Your assignment -> Would you restate the data exactly as given?

Available data ->
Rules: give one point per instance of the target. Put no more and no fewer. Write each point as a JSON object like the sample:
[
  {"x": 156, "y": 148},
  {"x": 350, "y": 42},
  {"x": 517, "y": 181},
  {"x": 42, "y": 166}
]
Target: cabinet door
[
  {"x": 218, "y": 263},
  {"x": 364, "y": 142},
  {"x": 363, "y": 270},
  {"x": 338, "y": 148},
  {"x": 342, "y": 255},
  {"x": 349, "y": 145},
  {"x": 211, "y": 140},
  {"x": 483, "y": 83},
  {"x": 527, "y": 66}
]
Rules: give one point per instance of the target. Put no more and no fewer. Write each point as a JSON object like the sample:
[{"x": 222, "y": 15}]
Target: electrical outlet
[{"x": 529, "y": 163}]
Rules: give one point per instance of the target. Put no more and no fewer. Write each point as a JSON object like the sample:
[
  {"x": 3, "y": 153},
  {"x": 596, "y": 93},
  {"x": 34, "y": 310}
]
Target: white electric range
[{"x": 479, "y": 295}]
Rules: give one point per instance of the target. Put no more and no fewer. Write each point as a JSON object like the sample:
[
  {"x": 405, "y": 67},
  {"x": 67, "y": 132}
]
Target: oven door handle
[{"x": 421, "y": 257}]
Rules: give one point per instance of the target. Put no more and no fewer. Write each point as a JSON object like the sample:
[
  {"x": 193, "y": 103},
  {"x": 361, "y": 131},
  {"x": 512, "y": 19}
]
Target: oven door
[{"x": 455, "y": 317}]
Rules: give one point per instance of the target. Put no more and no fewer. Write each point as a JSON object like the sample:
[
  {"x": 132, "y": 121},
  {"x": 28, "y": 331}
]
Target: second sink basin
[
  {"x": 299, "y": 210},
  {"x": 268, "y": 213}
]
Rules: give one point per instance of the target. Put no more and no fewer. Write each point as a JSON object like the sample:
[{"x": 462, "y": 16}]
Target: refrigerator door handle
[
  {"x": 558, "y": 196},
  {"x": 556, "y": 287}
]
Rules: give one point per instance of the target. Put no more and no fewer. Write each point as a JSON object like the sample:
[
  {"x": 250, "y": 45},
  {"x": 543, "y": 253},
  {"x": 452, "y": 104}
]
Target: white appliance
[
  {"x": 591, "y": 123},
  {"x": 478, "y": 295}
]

Output for this exercise ->
Rules: give one point per instance of the target. Put no more and no fewer. Write each point as a JSON object like the sample:
[
  {"x": 156, "y": 148},
  {"x": 350, "y": 42},
  {"x": 517, "y": 181},
  {"x": 42, "y": 166}
]
Target: cabinet door
[
  {"x": 218, "y": 263},
  {"x": 364, "y": 142},
  {"x": 363, "y": 270},
  {"x": 338, "y": 148},
  {"x": 342, "y": 255},
  {"x": 349, "y": 145},
  {"x": 211, "y": 140},
  {"x": 483, "y": 83},
  {"x": 527, "y": 66}
]
Rules: give one point per instance of the target. Put no more and no fewer. Write each point as a JSON object like the sample:
[{"x": 222, "y": 15}]
Target: electrical outlet
[{"x": 529, "y": 163}]
Rules: give one point per instance of the target. Put no more and no fewer. Write each point as a JSON object like the sample:
[
  {"x": 3, "y": 153},
  {"x": 596, "y": 93},
  {"x": 34, "y": 310}
]
Target: white electric range
[{"x": 479, "y": 295}]
Rules: give one point per instance of the target. Put no more and no fewer. Write each point as a JSON object like the sample:
[
  {"x": 405, "y": 67},
  {"x": 67, "y": 132}
]
Target: oven door handle
[{"x": 421, "y": 257}]
Rules: give one point per instance of the target. Put no more and no fewer. Write each point as a JSON object like the sample:
[
  {"x": 193, "y": 103},
  {"x": 361, "y": 131},
  {"x": 512, "y": 19}
]
Target: oven door
[{"x": 455, "y": 317}]
Rules: give one point per instance of the target. Put no more and no fewer. Write each point as a JSON object like the sample:
[
  {"x": 132, "y": 121},
  {"x": 28, "y": 331}
]
Target: second sink basin
[
  {"x": 299, "y": 210},
  {"x": 268, "y": 213}
]
Rules: give one point per instance of the target. Put no more and no fewer. Write each point as a JSON object like the sample:
[{"x": 462, "y": 16}]
Target: refrigerator door handle
[
  {"x": 558, "y": 196},
  {"x": 556, "y": 287}
]
Rules: give one point per instance of the target. Put no more and no fewer. Write each point as a JSON object like the sample:
[
  {"x": 250, "y": 45},
  {"x": 543, "y": 253},
  {"x": 452, "y": 104}
]
Target: white appliance
[
  {"x": 591, "y": 123},
  {"x": 478, "y": 295}
]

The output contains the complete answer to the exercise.